- Seitenauszug
%%

Bestes Beispiel ist „Color Hybrid“. Das Schiff wurde von der Werft Ulstein gebaut und ging jetzt an die norwegische Reederei Color Line. „Der Bau des weltweit größten Plug-in-Hybridschiffs entspricht den Ambitionen des Unternehmens, nachhaltige und umweltfreundliche Lösungen für die norwegische Schifffahrt weiterzuentwickeln“, sagt Trond Kleivdal, CEO von Color Line, mit Hinweis auf die Unternehmensstrategie.
Technische Daten des weltgrößten Plug-in-Hybridschiffs
„Color Hybrid“ hat eine Länge von 160 Metern, eine Breite von 27,1 Metern und einen Tiefgang von 6,0 Metern. Das Schiff bietet Platz für 2.000 Passagiere, 100 Besatzungsmitglieder und 500 Autos. Seine Akkus kommen aus dem Hause Siemens. Sie haben ein Gesamtgewicht von etwa 65 Tonnen und liefern bis zu 60 Minuten lang rund fünf Megawattstunden an elektrischer Leistung – bei extrem niedriger Lärmemission. Zum Vergleich: Ein Tesla Model S bietet 100 Kilowattstunden auf. Die Akkus des neuen Schiffs entsprechen also 50 Elektroautos dieser Marke.
Color Line plant, „Color Hybrid“ zwischen dem norwegischen Sandefjord und dem schwedischen Strömstad einzusetzen. Das Schiff wird fjordeinwärts bis zum Fähranleger Sandefjord und fjordauswärts komplett batteriebetrieben laufen. Ansonsten stehen vier Bergen Marine B33:45-Dieselmotoren von Rolls-Royce zur Verfügung. Die Abwärme aller Antriebssysteme wird effizient genutzt, um das Schiff zu heizen. Wie viel Kohlendioxid sich insgesamt einsparen lässt, ist noch nicht bekannt.

%%

- Datenauszüge
%%

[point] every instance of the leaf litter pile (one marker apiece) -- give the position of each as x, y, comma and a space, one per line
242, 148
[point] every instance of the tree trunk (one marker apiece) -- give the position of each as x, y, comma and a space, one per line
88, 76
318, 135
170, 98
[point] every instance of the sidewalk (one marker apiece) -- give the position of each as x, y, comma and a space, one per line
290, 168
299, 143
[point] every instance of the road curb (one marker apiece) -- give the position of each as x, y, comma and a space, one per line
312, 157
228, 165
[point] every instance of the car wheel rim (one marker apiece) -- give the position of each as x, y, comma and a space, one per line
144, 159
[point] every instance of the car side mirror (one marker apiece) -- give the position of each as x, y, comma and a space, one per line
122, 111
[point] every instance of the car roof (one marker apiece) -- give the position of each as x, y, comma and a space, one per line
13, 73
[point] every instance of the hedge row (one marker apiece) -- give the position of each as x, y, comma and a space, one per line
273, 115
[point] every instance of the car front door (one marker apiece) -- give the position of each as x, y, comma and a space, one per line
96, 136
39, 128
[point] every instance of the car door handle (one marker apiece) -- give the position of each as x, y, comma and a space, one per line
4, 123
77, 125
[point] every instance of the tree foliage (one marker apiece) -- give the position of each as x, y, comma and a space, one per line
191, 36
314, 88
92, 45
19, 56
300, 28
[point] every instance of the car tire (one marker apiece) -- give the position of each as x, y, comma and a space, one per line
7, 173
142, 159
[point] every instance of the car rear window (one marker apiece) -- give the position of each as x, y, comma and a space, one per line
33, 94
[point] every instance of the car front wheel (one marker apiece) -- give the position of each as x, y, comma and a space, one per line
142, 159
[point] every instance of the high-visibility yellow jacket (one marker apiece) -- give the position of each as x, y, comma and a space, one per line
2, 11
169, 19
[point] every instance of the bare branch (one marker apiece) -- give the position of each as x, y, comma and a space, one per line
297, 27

%%

- Deine Aufgabe
Gib den Seitenauszug über das Schiff „Color Hybrid“ vollständig und Wort für Wort wieder. Die Auflistung ist eigener Stoff und hat mit dem Seitenauszug nichts zu tun.

- Antwort
Bestes Beispiel ist „Color Hybrid“. Das Schiff wurde von der Werft Ulstein gebaut und ging jetzt an die norwegische Reederei Color Line. „Der Bau des weltweit größten Plug-in-Hybridschiffs entspricht den Ambitionen des Unternehmens, nachhaltige und umweltfreundliche Lösungen für die norwegische Schifffahrt weiterzuentwickeln“, sagt Trond Kleivdal, CEO von Color Line, mit Hinweis auf die Unternehmensstrategie.
Technische Daten des weltgrößten Plug-in-Hybridschiffs
„Color Hybrid“ hat eine Länge von 160 Metern, eine Breite von 27,1 Metern und einen Tiefgang von 6,0 Metern. Das Schiff bietet Platz für 2.000 Passagiere, 100 Besatzungsmitglieder und 500 Autos. Seine Akkus kommen aus dem Hause Siemens. Sie haben ein Gesamtgewicht von etwa 65 Tonnen und liefern bis zu 60 Minuten lang rund fünf Megawattstunden an elektrischer Leistung – bei extrem niedriger Lärmemission. Zum Vergleich: Ein Tesla Model S bietet 100 Kilowattstunden auf. Die Akkus des neuen Schiffs entsprechen also 50 Elektroautos dieser Marke.
Color Line plant, „Color Hybrid“ zwischen dem norwegischen Sandefjord und dem schwedischen Strömstad einzusetzen. Das Schiff wird fjordeinwärts bis zum Fähranleger Sandefjord und fjordauswärts komplett batteriebetrieben laufen. Ansonsten stehen vier Bergen Marine B33:45-Dieselmotoren von Rolls-Royce zur Verfügung. Die Abwärme aller Antriebssysteme wird effizient genutzt, um das Schiff zu heizen. Wie viel Kohlendioxid sich insgesamt einsparen lässt, ist noch nicht bekannt.